> **Written exercise**
In every one of the records below, swap "newlines" for "line breaks" and write the records out again with everything else unchanged, leaving out the pictures.

> **Material shown**
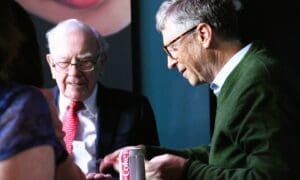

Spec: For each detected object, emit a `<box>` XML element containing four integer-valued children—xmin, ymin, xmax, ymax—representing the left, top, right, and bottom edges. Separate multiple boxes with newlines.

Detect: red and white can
<box><xmin>119</xmin><ymin>147</ymin><xmax>145</xmax><ymax>180</ymax></box>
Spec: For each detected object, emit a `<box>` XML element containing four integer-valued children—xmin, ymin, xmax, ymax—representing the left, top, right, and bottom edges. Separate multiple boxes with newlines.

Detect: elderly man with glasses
<box><xmin>46</xmin><ymin>19</ymin><xmax>159</xmax><ymax>179</ymax></box>
<box><xmin>100</xmin><ymin>0</ymin><xmax>300</xmax><ymax>180</ymax></box>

> **Task solution**
Spec: For each detected object, emit a `<box>` XML element containing four integer-valued children—xmin, ymin, xmax, ymax—representing the left, top, right, and bottom edges. Separate multiple boxes with line breaks.

Detect: red and white can
<box><xmin>119</xmin><ymin>147</ymin><xmax>145</xmax><ymax>180</ymax></box>
Spec: For each detected object, emit a `<box>` XML element containing four integer-valued children—xmin, ymin, xmax, ymax—representing the left, top, right, and bottom edges. Separate multiple boxes with line breaks.

Detect: elderly man with glasses
<box><xmin>46</xmin><ymin>19</ymin><xmax>159</xmax><ymax>179</ymax></box>
<box><xmin>100</xmin><ymin>0</ymin><xmax>300</xmax><ymax>180</ymax></box>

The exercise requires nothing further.